__Exercices à réaliser__
- a) Renommez « Grande-Bretagne » en « Royaume-Uni » dans l'extrait sur les fruits et légumes chez l'enfant, puis recopiez-le depuis « Pour ce faire » jusqu'à « une routine alimentaire. » inclus.
- b) Quelles sont toutes les études prospectives européennes dont l'extrait sur les fruits et légumes chez l'enfant associe les données ?

__Extrait présenté__
Consommation de F&L dans différents pays

Le rejet précoce des fruits et légumes, prémice d’une alimentation peu variée et déséquilibrée

Une alimentation variée inclut la consommation régulière de fruits et de légumes. Leur présence est associée à un moindre risque d’obésité et de maladies cardio-vasculaires. Certains enfants sont, de toute évidence, très tôt réfractaires à cette variété. Une étude récente prospective a permis de détecter les premiers signes de ce comportement et leur développement entre les âges de six mois, début de la diversification alimentaire, et 4 à 5 ans ¹.

Les données de trois grandes études prospectives européennes

Pour ce faire les auteurs ont associé les données de trois grandes études prospectives européennes : ALSPAC conduite en Grande-Bretagne, Génération XXI au Portugal, et Éden en France. Les comportements alimentaires ont été évalués au moment de la diversification entre quatre et six mois puis entre 12 et 15 mois, à 24 mois et entre 48 et 54 mois. L’analyse commune est basée sur les difficultés alimentaires de l’enfant, la perception par la mère de cette alimentation anormale, le refus de certains aliments et les difficultés à établir une routine alimentaire.

Ce travail confirme que les enfants qui présentent des difficultés alimentaires, un refus alimentaire précoce, une néophobie et des difficultés à accepter des habitudes alimentaires à l’âge d’un an consomment en général moins de fruits et légumes entre 4 et
5 ans.

Moins d’une portion de fruits par jour quel que soit l’âge

Les petits mangeurs, définis par le fait de manger en petite quantité aux repas ou de ne pas manger suffisamment, était fréquents : 25 % de 4 à 6 mois jusqu’à 66 % à 2 ans. Les enfants qui présentaient le plus de difficultés alimentaires consommaient en général moins d’une portion de fruits par jour quel que soit l’âge.

Le refus de certains aliments, ou des scores de néophobie plus élevés et des difficultés à accepter des habitudes alimentaires, en particulier à 2 ans puis entre 4 et 5 ans, étaient aussi associés à une consommation moindre de fruits et légumes entre 4 à 5 ans. Les résultats pour les fruits et les légumes étaient homogènes, les scores des légumes tendant à être inférieurs à ceux des fruits, donc leur consommation plus réduite.

__Données fournies__
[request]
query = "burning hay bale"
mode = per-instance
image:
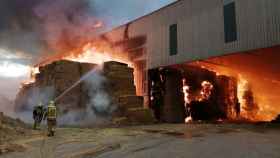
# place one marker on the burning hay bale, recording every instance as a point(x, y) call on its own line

__Exercice corrigé__
- a)
Pour ce faire les auteurs ont associé les données de trois grandes études prospectives européennes : ALSPAC conduite en Royaume-Uni, Génération XXI au Portugal, et Éden en France. Les comportements alimentaires ont été évalués au moment de la diversification entre quatre et six mois puis entre 12 et 15 mois, à 24 mois et entre 48 et 54 mois. L’analyse commune est basée sur les difficultés alimentaires de l’enfant, la perception par la mère de cette alimentation anormale, le refus de certains aliments et les difficultés à établir une routine alimentaire.

- b) ALSPAC, Génération XXI et Éden.